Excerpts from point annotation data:
◆ ◆ ◆ ◆ ◆

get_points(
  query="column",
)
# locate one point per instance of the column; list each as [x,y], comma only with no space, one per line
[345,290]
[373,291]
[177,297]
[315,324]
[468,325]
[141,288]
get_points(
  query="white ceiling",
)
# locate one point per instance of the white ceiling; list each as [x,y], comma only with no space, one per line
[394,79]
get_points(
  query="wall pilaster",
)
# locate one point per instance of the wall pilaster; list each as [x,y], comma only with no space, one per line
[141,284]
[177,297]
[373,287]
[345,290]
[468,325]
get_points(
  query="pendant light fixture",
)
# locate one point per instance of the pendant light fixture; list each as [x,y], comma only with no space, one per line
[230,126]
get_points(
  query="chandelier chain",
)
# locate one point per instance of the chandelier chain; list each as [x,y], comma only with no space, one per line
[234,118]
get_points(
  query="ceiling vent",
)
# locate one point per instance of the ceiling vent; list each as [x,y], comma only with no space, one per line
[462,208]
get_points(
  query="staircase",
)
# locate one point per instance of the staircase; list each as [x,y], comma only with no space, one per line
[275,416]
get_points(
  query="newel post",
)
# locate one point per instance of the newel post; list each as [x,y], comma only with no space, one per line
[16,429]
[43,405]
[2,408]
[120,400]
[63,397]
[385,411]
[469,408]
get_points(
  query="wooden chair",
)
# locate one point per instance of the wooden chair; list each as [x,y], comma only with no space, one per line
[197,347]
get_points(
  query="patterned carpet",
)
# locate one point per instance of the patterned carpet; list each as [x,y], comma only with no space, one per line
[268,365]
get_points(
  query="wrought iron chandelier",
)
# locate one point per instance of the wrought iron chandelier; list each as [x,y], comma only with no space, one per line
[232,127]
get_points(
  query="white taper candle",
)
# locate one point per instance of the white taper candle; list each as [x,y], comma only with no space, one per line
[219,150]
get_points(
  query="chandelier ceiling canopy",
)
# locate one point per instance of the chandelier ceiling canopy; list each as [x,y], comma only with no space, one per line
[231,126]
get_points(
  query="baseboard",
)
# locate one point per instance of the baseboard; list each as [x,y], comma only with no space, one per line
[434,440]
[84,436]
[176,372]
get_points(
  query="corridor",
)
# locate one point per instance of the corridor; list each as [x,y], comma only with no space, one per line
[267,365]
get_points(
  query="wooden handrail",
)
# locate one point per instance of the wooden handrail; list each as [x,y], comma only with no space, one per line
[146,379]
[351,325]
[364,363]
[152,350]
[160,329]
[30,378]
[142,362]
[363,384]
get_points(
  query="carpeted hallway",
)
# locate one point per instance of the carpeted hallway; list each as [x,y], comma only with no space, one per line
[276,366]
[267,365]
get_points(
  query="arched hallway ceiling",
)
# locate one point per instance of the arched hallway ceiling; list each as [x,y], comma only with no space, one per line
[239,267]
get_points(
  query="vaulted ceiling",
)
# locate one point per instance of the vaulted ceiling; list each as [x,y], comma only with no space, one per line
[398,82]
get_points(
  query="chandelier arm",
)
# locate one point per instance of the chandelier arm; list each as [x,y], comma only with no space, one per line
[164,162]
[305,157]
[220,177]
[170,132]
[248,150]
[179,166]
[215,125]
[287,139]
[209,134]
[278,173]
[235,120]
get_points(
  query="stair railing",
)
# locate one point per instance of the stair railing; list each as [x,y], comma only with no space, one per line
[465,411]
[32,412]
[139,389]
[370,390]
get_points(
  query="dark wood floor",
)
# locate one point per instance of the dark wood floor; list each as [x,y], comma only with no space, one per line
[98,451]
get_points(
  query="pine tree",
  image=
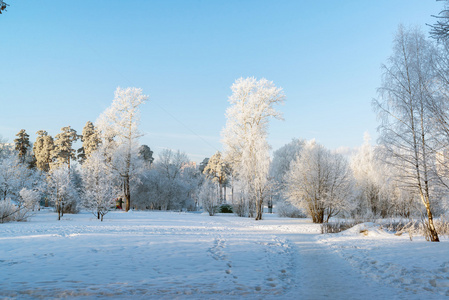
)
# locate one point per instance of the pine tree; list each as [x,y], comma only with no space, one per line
[22,143]
[91,140]
[63,151]
[42,148]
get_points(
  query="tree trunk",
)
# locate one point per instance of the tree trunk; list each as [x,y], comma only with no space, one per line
[224,188]
[259,207]
[432,231]
[127,193]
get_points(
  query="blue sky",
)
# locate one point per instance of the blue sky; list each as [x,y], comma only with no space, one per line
[62,60]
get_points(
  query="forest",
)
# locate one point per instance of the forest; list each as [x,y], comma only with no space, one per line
[404,175]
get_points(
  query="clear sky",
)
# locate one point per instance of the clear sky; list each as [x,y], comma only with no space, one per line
[61,62]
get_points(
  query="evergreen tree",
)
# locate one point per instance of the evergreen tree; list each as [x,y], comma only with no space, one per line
[63,151]
[91,140]
[22,144]
[42,148]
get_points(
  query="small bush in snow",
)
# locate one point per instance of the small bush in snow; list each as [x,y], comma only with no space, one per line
[7,210]
[209,197]
[225,209]
[286,210]
[338,226]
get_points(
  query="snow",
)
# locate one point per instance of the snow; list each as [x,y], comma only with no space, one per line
[168,255]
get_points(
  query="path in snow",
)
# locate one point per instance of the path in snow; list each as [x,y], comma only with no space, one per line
[170,255]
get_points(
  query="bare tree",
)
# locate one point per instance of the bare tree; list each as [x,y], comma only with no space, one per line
[119,127]
[440,30]
[319,182]
[406,130]
[245,136]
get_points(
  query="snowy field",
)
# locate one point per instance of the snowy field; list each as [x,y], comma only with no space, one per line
[152,255]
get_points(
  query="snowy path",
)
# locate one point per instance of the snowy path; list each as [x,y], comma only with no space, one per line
[171,255]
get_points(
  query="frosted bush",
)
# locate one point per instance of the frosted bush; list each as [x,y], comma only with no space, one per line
[286,210]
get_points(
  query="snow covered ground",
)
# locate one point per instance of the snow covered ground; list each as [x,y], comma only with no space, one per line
[147,255]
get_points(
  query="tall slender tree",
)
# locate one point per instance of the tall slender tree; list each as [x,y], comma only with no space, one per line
[91,140]
[43,148]
[407,132]
[22,144]
[245,135]
[217,170]
[63,152]
[120,133]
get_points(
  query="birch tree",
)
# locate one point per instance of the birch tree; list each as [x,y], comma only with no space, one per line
[60,189]
[42,149]
[99,190]
[319,182]
[245,135]
[120,133]
[22,144]
[91,140]
[406,130]
[63,152]
[217,170]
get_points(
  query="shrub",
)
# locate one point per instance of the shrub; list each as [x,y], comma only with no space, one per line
[225,209]
[286,210]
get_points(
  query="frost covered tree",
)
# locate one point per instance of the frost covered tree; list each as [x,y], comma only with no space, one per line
[91,140]
[208,197]
[14,176]
[440,30]
[217,170]
[280,165]
[371,182]
[146,155]
[98,188]
[245,135]
[63,152]
[43,148]
[22,144]
[203,164]
[120,133]
[319,182]
[61,189]
[407,131]
[170,163]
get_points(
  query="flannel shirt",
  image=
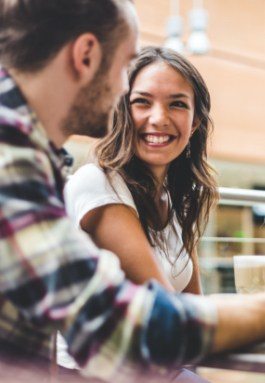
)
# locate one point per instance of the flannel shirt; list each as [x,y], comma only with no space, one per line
[52,276]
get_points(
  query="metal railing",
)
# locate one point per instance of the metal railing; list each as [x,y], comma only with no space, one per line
[239,197]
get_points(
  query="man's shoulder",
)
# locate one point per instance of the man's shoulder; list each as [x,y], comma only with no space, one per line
[11,120]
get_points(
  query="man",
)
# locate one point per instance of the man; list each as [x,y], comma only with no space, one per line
[64,67]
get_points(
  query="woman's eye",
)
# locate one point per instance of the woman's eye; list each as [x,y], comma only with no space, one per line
[179,104]
[139,100]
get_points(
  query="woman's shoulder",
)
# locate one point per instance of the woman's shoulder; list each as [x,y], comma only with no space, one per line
[90,187]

◆ ◆ ◆ ◆ ◆

Tally the lines of the material above that contain the string "frosted", matching case exactly, and give only that number.

2